Supplied data
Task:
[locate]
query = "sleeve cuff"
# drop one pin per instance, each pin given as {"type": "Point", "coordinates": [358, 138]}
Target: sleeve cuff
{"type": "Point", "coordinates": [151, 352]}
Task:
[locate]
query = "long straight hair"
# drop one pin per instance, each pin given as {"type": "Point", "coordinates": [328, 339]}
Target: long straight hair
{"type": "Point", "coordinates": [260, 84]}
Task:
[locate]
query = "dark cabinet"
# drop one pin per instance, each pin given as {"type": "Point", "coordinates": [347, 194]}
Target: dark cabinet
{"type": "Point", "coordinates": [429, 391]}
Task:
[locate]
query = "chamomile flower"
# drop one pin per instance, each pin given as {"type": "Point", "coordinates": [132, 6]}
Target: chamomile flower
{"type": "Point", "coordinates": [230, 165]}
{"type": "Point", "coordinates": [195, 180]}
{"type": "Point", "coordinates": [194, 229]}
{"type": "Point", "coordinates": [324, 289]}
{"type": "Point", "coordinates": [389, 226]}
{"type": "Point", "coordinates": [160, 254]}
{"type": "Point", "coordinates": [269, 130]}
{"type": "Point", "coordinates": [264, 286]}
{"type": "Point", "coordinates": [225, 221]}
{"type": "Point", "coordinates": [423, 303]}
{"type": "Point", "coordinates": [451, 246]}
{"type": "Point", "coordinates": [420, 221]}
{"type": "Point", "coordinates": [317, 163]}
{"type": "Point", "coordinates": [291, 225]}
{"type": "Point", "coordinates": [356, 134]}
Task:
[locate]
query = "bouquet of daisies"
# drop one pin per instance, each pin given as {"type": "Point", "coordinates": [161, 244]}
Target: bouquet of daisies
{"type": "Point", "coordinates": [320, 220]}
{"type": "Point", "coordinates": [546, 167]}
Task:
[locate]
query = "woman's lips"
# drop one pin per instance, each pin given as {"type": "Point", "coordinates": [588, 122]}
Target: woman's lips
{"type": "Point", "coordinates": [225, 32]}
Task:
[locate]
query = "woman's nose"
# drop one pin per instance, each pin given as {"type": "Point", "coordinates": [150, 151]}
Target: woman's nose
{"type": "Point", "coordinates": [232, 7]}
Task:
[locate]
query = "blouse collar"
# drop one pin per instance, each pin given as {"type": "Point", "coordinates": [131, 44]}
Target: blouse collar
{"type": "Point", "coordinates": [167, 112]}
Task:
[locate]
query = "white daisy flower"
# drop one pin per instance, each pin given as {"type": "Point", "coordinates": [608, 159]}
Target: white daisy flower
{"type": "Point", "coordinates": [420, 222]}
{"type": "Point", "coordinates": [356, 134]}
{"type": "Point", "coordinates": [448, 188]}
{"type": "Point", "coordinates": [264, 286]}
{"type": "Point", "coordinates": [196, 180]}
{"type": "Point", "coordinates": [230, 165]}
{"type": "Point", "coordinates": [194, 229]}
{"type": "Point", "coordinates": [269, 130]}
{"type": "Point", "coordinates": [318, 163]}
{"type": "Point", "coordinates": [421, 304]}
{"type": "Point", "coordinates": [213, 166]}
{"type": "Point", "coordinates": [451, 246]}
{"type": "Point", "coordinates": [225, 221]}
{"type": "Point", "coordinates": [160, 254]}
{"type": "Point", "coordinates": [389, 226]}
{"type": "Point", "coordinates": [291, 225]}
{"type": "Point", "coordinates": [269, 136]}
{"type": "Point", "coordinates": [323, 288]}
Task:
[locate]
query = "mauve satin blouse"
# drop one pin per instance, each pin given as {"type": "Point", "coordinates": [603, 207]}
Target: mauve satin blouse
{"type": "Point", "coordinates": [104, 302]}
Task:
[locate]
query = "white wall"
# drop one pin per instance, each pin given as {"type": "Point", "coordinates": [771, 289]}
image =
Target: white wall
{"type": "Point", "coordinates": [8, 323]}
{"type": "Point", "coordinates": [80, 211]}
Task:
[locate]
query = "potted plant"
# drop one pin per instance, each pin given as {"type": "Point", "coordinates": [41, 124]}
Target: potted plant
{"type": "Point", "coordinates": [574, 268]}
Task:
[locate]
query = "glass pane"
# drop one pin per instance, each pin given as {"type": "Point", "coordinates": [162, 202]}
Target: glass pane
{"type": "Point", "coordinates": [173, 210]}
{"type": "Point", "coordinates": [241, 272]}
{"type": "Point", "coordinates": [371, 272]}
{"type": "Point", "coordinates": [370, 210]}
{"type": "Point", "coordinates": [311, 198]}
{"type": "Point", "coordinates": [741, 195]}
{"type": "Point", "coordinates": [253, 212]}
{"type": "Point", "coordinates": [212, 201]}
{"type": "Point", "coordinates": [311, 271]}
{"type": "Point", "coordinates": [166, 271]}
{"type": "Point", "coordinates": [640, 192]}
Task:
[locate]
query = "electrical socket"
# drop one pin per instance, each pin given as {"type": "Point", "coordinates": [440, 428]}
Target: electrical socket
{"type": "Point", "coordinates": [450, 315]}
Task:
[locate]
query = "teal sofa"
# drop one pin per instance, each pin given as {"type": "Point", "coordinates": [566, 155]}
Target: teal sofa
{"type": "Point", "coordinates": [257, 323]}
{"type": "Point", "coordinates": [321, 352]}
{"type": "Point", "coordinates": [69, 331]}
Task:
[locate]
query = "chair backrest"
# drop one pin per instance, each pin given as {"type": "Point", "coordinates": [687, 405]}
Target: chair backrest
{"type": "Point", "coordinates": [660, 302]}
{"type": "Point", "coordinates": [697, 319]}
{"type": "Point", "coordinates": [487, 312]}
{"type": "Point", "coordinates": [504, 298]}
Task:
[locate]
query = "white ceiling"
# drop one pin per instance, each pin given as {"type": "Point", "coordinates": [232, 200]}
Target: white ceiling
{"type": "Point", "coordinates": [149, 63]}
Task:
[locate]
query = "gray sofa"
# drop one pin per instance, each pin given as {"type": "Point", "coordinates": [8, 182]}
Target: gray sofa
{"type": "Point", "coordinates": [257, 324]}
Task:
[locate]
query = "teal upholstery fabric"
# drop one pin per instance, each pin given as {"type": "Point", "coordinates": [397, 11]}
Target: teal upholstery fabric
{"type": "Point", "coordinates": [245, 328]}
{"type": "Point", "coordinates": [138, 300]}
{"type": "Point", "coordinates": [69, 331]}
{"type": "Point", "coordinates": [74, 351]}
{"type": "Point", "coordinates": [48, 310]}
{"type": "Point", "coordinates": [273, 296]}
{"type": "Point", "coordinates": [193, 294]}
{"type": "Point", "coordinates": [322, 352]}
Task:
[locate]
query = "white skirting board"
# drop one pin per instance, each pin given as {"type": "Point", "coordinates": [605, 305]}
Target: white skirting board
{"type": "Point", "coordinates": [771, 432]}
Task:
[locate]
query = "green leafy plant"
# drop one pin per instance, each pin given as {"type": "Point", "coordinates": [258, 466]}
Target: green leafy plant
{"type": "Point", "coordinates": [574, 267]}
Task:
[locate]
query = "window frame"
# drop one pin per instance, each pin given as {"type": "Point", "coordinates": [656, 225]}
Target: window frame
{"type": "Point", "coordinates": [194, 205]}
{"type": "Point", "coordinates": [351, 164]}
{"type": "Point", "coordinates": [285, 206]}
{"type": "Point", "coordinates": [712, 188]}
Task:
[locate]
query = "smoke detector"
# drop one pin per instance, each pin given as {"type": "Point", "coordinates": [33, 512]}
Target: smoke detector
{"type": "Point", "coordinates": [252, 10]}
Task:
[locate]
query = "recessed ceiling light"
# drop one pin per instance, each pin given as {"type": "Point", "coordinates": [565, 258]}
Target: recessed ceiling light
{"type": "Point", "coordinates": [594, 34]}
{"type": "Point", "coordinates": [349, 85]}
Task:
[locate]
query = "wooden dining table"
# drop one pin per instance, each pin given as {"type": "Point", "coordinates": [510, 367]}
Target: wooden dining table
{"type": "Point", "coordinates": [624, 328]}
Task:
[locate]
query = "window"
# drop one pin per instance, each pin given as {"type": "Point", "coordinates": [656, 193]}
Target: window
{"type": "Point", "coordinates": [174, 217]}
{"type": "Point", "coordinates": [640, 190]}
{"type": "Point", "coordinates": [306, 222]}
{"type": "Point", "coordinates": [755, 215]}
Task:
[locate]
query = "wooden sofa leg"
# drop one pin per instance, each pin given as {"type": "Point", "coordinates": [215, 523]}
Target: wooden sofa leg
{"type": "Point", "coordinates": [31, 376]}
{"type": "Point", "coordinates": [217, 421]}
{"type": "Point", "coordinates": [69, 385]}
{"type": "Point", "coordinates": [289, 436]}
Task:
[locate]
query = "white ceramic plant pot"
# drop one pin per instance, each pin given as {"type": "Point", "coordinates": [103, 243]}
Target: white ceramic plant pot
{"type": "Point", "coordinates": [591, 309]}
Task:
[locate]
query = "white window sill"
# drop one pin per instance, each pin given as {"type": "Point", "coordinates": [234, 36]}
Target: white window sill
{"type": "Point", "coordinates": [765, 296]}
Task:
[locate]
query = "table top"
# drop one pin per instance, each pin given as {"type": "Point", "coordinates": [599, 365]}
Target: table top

What the task asks
List each line in the records that contains the string "woman", copying every such line in full. Case counts when matching.

Written solution
query = "woman's lips"
Target: woman's lips
query = "woman's nose"
Target: woman's nose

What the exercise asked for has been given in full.